Object location annotation data
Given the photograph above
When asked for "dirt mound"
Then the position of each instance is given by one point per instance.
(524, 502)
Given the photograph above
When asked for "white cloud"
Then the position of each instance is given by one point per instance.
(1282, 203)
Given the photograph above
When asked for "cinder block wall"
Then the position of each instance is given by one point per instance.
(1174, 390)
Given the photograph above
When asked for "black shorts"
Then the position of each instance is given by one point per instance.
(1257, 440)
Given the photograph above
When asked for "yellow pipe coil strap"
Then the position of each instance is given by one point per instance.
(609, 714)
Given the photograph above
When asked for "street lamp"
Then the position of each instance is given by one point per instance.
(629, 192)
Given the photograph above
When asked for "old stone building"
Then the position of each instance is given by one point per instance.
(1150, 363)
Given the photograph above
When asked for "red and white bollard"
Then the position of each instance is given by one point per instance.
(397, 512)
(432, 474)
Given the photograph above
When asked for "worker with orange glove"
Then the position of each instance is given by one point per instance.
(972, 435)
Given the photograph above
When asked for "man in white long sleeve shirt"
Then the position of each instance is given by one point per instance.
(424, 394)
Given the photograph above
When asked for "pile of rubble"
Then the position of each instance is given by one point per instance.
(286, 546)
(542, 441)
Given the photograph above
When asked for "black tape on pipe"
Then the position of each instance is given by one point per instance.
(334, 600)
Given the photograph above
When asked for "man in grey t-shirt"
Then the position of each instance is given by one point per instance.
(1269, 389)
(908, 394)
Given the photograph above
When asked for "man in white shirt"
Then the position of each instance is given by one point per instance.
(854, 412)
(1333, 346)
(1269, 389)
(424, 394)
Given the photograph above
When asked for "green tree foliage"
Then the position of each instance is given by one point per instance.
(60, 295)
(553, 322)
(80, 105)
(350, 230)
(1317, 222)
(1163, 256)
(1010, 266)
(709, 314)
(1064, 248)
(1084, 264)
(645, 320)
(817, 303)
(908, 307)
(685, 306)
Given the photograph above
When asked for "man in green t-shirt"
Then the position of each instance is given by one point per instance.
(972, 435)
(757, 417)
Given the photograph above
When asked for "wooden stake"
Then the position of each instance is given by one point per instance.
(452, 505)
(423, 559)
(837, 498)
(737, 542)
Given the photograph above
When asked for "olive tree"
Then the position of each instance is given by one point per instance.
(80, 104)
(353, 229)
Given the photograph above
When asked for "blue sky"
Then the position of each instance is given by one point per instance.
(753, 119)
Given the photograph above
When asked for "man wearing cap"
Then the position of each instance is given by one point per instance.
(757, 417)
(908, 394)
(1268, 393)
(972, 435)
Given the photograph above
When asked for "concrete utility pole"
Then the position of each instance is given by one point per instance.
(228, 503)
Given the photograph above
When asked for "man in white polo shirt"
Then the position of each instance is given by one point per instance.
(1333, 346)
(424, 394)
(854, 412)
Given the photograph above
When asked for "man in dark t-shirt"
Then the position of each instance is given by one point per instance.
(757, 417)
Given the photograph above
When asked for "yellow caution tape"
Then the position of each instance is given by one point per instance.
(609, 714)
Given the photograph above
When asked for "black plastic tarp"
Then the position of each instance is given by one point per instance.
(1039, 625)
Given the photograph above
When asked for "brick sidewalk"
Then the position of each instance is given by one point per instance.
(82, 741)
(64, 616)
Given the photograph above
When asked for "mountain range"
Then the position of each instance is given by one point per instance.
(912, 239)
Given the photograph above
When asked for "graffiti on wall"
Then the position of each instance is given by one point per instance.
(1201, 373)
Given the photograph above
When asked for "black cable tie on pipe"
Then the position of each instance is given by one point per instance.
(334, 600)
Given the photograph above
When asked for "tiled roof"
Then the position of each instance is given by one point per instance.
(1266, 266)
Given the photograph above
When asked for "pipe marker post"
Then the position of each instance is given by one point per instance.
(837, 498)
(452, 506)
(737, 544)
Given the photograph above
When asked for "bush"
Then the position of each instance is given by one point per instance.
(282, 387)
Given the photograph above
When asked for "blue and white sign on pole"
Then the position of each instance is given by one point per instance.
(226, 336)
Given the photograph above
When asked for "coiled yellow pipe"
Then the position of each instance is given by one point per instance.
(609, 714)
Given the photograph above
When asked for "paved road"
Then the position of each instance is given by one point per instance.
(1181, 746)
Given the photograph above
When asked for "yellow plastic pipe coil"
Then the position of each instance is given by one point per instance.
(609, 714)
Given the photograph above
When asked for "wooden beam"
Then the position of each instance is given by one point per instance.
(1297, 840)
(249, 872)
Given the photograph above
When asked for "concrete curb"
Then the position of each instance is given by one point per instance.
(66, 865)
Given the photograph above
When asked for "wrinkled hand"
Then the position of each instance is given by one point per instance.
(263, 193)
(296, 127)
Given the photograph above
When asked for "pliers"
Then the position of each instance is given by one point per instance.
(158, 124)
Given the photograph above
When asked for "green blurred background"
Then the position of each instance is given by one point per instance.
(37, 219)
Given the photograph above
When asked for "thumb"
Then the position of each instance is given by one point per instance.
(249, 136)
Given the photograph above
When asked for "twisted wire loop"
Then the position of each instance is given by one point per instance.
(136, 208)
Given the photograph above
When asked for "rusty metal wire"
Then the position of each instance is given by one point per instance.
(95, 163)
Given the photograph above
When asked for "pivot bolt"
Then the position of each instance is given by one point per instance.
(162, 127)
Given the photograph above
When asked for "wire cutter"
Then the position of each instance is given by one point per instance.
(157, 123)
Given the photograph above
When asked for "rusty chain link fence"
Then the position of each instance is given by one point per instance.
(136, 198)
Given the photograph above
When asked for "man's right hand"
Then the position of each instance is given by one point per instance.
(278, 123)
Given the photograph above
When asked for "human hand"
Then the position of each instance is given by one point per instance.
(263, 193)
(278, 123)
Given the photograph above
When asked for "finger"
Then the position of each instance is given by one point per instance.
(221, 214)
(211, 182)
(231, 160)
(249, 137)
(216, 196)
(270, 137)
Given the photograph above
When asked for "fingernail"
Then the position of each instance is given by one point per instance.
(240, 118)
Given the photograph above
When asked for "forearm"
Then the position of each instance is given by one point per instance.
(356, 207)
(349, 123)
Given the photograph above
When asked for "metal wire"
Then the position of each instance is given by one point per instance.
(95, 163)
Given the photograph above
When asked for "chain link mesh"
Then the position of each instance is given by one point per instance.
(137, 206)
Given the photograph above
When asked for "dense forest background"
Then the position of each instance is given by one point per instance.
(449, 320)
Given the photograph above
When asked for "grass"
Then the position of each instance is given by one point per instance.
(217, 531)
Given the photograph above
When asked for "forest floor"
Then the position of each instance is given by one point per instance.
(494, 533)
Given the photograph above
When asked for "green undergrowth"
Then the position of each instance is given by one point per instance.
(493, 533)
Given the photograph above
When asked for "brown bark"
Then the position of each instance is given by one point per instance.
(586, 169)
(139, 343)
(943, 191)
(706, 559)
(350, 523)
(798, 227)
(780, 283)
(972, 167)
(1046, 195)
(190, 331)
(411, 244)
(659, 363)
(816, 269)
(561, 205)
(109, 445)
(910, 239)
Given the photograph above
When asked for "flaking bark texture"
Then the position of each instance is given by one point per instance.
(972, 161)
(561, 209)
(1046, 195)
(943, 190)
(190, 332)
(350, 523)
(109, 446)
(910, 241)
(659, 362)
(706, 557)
...
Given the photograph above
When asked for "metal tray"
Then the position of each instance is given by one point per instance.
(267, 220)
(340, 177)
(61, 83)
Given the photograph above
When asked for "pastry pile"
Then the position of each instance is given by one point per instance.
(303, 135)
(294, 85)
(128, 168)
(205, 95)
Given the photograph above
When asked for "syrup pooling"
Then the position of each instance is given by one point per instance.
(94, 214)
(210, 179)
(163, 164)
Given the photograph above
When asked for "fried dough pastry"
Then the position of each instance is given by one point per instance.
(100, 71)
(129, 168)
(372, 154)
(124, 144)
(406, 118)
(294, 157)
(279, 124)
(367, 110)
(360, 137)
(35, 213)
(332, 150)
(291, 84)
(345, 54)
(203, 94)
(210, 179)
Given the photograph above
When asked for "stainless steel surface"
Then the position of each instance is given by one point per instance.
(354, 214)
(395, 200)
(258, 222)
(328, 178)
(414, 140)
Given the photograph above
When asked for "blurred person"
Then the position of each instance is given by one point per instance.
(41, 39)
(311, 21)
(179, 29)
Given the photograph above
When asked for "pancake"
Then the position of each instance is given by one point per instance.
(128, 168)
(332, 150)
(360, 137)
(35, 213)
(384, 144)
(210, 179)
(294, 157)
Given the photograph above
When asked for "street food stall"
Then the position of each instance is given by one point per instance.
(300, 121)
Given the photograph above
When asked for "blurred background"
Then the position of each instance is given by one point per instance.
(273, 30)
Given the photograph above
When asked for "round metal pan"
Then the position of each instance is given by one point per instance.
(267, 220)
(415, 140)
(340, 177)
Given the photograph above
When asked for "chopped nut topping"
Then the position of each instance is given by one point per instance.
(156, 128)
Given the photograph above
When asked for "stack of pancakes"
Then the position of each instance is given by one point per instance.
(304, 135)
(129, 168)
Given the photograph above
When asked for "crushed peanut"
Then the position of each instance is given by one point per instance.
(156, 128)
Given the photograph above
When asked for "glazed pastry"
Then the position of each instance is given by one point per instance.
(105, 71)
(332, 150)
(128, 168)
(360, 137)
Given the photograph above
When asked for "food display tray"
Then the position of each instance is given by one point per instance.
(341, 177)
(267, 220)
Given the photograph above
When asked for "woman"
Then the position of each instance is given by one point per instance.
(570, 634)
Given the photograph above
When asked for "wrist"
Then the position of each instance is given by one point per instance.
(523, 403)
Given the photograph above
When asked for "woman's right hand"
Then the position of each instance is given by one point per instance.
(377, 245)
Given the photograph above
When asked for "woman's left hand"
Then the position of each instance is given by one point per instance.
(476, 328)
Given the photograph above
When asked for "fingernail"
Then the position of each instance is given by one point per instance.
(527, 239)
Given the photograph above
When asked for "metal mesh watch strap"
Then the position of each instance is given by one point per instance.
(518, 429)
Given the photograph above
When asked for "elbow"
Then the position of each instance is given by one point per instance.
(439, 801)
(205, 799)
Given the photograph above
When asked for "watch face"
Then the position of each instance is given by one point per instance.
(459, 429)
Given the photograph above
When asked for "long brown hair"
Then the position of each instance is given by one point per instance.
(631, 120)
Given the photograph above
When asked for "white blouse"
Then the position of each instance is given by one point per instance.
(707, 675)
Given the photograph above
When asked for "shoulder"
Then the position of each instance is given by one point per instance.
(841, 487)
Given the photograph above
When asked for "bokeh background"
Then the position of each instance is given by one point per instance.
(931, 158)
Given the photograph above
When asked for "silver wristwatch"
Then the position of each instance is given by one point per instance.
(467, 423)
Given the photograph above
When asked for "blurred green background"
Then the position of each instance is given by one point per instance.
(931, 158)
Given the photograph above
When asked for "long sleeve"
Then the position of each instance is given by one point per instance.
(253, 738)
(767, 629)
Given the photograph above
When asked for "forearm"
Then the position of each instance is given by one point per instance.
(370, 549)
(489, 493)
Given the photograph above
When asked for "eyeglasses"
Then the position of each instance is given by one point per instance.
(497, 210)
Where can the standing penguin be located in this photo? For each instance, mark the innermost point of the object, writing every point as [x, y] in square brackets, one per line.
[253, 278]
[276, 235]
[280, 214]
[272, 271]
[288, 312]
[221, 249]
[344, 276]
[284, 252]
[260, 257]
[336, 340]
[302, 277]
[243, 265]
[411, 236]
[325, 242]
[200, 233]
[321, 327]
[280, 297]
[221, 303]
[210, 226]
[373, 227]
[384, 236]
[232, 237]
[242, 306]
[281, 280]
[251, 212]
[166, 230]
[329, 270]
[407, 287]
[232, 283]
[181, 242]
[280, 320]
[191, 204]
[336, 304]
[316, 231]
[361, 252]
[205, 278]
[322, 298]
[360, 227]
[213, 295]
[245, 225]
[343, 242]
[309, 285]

[Instruction]: List every line in the items above that contains the string "green".

[Result below]:
When asked for "green tree foliage"
When asked for "man in green t-shirt"
When asked for "green blurred background"
When asked for "green undergrowth"
When asked for "blurred green background"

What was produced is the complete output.